===== Given passage =====
My
dad has carried the business card pictured here for over 10 years. The card
signifies an event that was a life-changing event in my family’s lives. It is
the business card of the CHOP neurologist who delivered the message to my
parents of my diagnosis and prognosis. Basically, Dr. Stinkel (name changed to
protect his anonymity due to the fact that he had a stinky bedside manner)
informed my parents that I would probably die during child birth and if I did
live, I would be plugged into all kinds of machines to keep me alive and that I
wouldn’t breathe, eat, speak, walk, see, hear……you get the picture. This whole
curve ball was a change that my parents had to deal with on the fly, and they
did so fairly well. It changed their lives, their careers, their relationship
and their perspective. Amazingly, they were able to deal with it and adapt to
the change that life had dealt them.
The
card also signifies the ability of us to change things supposedly unchangeable.
I was sent home with hospice care because I was supposedly a “short-timer”.
Hospice’s job was to make sure my parents knew how to feed me through a tube
and how to give me morphine when the pain got too bad. They were useless. But
rather than sit and wait, my mom changed things. She never gave up, and
continued to try to get me to eat and crawl. My parents took me everywhere and
we celebrated birthdays every day…..then every week, then every month. Mom
dismissed hospice and made dad throw out the morphine (he wanted to keep it for
himself J).
Ever since that change that my mom created, I have been a pretty amazing kid. I
do everything and make a difference every day.
=====
**Tasks for this exercise:**
A) In the passage about the business card, how long has the dad carried the card?
B) Translate this sentence from the passage about the business card into Spanish: "It changed their lives, their careers, their relationship and their perspective."
C) From the passage about the business card, return everything from "informed my parents" down to "had dealt them.", copied word for word.
Answer using only the passage about the business card.
===== Listed records =====
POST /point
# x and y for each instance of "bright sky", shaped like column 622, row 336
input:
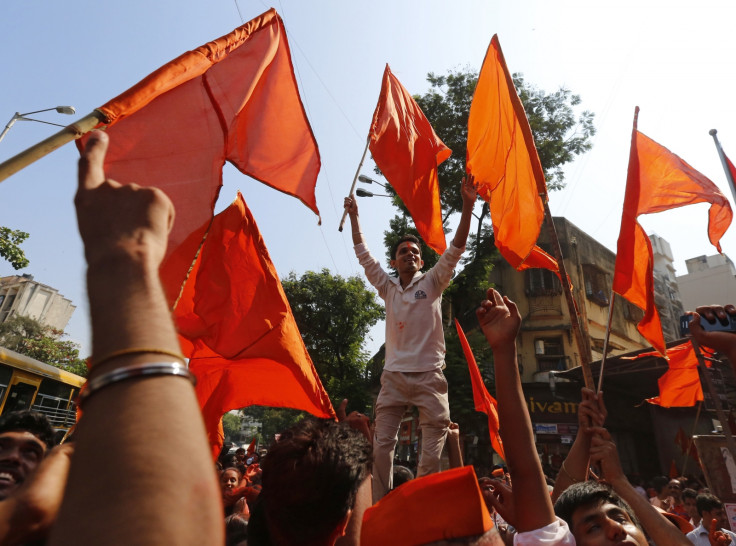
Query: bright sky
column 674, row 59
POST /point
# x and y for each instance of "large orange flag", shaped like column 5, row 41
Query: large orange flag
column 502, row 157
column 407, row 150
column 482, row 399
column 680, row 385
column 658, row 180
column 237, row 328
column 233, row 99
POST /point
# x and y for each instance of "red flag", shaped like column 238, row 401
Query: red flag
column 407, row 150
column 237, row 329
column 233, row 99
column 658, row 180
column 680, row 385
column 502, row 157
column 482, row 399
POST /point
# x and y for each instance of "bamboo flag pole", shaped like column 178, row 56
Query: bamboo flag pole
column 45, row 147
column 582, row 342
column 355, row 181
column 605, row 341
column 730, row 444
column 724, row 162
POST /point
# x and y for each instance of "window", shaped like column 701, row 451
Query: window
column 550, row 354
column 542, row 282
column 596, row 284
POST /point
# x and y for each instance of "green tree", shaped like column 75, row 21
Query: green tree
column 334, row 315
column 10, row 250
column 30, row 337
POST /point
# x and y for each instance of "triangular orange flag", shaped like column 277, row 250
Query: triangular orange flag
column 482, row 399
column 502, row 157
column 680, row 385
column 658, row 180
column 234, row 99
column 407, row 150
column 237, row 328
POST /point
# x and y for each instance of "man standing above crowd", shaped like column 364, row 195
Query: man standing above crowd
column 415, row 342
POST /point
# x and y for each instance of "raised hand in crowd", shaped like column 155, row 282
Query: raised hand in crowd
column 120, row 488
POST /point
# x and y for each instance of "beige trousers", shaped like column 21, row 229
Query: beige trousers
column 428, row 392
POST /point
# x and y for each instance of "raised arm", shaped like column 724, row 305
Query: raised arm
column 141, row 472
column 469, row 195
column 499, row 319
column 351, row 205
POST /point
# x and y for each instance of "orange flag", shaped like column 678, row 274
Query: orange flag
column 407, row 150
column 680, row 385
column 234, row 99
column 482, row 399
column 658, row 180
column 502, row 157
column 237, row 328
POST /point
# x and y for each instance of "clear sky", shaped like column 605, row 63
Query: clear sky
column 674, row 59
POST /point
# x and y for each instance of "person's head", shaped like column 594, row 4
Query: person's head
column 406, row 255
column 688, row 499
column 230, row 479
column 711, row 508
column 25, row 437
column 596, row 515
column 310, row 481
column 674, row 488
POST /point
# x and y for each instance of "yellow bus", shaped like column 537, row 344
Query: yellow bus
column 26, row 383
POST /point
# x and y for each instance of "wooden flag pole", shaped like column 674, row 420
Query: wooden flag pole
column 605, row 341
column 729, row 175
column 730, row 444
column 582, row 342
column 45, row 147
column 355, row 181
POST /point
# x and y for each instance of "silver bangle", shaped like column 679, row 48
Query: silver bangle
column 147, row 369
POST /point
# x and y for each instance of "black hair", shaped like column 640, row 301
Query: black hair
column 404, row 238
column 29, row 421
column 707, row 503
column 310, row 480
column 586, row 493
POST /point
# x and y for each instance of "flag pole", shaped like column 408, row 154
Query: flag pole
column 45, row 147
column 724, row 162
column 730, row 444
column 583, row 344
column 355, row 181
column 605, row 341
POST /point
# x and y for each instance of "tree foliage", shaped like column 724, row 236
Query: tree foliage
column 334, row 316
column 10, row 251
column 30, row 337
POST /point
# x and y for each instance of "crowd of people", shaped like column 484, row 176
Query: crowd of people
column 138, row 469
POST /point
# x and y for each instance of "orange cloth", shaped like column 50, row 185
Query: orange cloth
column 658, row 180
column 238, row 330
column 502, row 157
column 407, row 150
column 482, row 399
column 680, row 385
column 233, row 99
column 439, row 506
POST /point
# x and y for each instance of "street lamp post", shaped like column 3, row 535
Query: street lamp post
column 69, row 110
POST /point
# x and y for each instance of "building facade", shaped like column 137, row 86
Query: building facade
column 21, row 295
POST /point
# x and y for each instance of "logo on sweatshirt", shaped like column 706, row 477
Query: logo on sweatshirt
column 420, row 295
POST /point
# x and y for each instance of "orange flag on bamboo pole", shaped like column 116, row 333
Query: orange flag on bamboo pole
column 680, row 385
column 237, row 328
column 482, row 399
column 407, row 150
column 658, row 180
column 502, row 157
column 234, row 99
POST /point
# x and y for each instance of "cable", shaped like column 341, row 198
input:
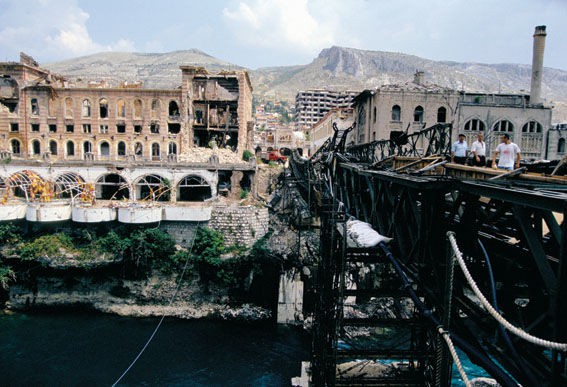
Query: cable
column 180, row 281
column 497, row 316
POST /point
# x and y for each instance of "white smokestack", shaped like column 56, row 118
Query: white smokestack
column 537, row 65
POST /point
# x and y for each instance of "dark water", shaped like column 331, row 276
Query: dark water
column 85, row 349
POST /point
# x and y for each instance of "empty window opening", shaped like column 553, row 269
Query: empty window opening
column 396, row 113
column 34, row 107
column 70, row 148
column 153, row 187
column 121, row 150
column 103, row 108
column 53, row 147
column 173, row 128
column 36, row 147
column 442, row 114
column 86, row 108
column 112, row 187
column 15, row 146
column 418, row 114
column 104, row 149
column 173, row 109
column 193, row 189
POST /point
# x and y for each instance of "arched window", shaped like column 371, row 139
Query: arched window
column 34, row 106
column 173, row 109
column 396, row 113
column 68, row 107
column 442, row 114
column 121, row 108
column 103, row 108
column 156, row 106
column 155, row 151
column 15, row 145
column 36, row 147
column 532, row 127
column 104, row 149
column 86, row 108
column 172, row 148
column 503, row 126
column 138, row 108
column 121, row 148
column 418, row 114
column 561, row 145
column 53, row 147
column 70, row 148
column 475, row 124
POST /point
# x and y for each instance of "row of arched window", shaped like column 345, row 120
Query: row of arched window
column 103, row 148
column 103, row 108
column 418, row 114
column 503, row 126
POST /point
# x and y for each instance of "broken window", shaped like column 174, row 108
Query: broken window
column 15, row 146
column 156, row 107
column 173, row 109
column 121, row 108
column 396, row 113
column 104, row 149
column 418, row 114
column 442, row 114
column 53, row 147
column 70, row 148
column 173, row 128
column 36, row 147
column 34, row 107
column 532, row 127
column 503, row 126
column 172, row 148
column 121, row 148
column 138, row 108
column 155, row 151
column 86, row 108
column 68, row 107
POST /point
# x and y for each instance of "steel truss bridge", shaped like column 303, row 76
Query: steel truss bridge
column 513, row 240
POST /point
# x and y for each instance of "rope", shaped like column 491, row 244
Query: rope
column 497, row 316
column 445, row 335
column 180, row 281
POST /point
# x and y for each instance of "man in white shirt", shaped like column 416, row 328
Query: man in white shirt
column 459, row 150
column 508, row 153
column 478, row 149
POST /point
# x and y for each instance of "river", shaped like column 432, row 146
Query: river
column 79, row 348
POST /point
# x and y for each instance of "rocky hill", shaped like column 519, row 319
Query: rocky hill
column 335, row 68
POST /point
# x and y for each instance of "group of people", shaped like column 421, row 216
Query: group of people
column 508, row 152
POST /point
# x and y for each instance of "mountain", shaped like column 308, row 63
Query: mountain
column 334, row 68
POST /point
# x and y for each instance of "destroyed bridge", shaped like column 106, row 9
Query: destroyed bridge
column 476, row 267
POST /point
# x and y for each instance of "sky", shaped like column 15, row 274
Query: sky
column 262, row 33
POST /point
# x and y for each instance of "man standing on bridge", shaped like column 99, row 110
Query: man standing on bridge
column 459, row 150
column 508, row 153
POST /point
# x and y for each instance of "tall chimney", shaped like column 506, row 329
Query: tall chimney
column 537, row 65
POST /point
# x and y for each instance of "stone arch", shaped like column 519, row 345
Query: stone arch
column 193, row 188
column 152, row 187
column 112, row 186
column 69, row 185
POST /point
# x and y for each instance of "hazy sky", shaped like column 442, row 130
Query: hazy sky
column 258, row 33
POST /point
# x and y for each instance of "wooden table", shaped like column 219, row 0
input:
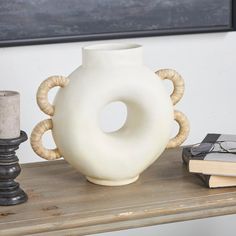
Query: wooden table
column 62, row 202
=====
===== Listed records =====
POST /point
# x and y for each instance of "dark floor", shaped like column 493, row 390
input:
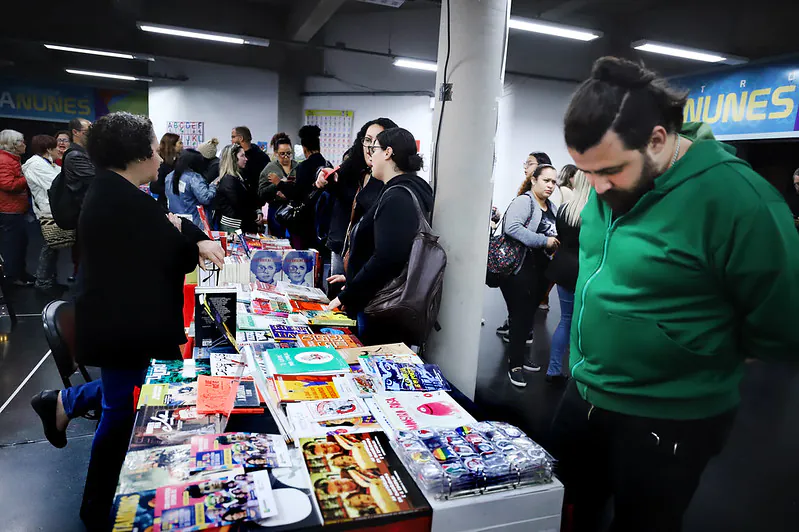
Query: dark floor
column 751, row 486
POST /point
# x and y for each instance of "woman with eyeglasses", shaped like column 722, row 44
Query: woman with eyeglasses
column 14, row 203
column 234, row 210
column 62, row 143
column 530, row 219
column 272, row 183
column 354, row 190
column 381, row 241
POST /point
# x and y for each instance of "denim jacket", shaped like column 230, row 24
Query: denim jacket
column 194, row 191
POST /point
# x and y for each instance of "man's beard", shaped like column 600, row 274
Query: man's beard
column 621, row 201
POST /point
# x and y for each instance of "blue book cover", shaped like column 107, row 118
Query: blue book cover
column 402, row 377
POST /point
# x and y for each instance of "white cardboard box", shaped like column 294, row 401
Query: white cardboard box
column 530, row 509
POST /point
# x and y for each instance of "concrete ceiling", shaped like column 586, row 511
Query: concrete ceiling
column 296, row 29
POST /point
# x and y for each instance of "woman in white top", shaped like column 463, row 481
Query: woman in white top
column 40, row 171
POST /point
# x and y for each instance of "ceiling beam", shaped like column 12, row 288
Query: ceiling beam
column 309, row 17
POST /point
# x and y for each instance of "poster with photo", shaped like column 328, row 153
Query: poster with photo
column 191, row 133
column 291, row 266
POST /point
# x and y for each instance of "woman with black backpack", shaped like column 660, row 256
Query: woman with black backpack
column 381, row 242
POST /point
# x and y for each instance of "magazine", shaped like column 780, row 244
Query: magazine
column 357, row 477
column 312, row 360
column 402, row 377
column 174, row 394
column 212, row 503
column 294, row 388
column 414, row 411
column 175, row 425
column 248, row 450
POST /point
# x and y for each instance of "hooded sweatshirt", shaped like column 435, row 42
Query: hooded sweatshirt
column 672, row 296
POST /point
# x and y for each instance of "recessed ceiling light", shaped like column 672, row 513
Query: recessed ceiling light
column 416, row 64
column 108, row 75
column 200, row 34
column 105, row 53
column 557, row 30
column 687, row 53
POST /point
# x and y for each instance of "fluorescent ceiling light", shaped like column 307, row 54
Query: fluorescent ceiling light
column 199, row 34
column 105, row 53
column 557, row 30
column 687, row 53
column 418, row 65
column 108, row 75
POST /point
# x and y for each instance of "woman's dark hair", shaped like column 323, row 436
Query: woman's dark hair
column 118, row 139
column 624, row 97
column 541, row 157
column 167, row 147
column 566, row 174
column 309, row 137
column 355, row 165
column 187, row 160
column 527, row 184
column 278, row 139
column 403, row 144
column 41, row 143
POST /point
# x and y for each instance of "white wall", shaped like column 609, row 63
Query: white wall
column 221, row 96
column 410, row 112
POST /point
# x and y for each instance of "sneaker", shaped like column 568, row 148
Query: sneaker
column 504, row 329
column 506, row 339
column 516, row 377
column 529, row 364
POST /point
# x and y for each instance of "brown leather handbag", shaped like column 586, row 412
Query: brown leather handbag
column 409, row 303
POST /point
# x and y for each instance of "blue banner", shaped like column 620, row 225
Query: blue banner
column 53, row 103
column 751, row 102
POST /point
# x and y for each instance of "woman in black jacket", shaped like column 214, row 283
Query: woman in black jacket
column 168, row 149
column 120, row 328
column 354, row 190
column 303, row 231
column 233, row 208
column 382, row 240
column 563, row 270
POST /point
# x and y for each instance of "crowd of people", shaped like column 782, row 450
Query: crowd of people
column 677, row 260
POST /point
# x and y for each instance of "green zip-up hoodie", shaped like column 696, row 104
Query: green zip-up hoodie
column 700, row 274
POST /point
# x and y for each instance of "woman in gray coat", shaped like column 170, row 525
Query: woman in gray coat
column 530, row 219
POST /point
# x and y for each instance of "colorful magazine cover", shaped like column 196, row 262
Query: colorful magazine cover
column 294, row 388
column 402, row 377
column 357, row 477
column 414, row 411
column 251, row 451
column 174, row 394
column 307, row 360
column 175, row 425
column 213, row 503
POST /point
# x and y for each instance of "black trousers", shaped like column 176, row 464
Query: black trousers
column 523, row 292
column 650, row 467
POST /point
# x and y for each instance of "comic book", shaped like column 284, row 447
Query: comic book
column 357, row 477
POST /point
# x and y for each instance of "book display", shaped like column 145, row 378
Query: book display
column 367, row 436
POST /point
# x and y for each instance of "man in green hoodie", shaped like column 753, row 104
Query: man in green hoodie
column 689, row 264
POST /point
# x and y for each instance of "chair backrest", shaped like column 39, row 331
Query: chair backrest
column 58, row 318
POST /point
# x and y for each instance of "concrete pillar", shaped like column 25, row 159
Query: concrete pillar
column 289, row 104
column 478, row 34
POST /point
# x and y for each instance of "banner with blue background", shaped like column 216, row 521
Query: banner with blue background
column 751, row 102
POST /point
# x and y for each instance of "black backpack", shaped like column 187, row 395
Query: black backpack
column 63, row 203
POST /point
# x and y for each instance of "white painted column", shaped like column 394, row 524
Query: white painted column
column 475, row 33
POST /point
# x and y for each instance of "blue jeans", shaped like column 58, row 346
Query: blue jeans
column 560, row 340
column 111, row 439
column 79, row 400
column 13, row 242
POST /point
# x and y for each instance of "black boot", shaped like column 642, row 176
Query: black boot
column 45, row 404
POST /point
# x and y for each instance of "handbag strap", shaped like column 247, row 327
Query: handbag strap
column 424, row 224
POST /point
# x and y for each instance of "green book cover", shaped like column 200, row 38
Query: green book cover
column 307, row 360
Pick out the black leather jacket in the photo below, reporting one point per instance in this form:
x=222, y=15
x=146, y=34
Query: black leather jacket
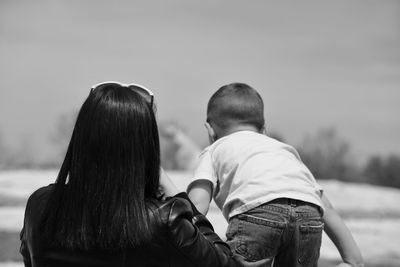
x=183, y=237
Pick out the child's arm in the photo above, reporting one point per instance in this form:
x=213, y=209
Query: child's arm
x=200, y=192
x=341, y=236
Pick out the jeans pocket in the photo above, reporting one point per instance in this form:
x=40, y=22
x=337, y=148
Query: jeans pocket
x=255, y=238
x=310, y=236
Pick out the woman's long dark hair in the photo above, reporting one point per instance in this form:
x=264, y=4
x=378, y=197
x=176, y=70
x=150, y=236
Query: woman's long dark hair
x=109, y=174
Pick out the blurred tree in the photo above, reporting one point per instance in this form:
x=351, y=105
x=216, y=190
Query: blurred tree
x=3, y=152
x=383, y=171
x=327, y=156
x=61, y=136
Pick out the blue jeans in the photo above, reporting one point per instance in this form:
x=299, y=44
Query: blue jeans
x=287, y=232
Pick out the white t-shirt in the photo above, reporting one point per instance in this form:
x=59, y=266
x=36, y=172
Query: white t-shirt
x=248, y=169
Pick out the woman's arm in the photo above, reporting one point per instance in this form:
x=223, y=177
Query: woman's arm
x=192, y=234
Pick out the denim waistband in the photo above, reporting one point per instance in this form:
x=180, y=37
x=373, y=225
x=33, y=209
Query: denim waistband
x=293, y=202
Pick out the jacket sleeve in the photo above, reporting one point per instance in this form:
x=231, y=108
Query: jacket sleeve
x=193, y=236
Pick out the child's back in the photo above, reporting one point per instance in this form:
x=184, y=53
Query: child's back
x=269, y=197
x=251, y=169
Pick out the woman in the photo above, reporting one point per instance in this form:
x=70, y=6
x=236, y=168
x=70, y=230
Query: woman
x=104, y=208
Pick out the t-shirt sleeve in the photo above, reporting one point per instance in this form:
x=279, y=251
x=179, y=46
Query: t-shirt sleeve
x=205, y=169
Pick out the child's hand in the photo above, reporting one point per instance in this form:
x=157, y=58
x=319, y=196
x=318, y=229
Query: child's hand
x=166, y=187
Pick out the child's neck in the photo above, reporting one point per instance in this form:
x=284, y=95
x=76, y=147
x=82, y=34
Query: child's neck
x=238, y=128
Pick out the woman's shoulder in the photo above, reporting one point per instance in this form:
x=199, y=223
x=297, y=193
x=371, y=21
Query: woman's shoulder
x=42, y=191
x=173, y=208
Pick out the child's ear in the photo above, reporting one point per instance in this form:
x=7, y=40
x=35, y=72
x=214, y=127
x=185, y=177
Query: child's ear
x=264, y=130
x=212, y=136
=====
===== Listed records =====
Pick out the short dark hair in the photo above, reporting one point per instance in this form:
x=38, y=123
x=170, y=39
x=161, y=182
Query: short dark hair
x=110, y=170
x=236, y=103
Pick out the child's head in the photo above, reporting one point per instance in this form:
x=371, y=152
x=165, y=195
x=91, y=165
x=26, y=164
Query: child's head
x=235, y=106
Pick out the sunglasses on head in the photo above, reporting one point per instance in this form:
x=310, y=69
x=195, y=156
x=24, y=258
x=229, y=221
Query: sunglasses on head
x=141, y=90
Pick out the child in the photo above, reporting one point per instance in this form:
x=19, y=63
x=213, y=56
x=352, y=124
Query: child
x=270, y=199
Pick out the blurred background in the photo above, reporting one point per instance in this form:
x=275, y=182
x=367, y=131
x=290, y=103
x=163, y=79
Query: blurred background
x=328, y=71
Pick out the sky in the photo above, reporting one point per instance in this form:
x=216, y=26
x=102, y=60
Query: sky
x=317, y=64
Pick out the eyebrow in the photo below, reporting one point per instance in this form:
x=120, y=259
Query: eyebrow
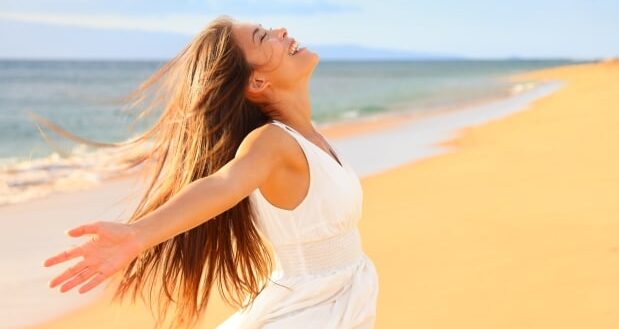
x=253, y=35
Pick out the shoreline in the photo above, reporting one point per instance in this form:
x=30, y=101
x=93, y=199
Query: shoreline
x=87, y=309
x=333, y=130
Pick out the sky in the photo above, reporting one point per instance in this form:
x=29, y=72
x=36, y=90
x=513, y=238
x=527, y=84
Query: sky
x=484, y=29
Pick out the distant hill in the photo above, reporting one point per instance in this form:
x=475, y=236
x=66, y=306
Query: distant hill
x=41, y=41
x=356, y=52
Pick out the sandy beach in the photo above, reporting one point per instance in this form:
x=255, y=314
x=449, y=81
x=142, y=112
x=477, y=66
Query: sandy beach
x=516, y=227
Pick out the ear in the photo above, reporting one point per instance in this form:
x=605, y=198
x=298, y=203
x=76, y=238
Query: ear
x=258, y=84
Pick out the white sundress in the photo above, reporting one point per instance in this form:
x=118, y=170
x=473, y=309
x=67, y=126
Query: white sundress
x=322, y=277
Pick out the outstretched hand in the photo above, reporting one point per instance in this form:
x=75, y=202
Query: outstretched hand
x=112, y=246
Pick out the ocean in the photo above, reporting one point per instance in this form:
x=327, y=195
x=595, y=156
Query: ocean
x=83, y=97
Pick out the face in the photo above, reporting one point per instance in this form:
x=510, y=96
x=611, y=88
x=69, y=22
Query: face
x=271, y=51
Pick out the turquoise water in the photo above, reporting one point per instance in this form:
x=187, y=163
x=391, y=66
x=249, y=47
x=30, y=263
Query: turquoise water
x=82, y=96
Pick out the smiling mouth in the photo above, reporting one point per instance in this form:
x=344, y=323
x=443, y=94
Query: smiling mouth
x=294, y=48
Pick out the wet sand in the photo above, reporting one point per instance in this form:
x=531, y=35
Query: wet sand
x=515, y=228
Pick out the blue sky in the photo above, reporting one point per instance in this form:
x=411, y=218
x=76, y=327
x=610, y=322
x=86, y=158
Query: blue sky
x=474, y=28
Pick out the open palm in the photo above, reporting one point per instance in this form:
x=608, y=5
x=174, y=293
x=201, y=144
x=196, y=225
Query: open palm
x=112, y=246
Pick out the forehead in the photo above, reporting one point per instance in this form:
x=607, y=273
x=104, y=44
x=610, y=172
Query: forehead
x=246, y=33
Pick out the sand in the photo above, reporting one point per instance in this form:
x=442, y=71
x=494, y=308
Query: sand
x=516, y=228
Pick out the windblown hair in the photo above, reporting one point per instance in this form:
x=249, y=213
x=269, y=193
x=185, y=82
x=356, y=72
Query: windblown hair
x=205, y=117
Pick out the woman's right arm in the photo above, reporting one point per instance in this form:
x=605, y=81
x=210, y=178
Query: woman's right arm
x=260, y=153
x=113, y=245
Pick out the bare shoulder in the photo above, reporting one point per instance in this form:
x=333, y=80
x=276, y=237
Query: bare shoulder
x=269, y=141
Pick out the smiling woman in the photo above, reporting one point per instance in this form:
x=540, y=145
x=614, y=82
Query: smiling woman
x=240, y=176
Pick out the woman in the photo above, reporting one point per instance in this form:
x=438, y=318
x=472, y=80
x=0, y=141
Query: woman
=====
**Responses to the tasks:**
A) For over 10 years.

B) Cambió sus vidas, sus carreras, su relación y su perspectiva.

C)
informed my parents that I would probably die during child birth and if I did
live, I would be plugged into all kinds of machines to keep me alive and that I
wouldn’t breathe, eat, speak, walk, see, hear……you get the picture. This whole
curve ball was a change that my parents had to deal with on the fly, and they
did so fairly well. It changed their lives, their careers, their relationship
and their perspective. Amazingly, they were able to deal with it and adapt to
the change that life had dealt them.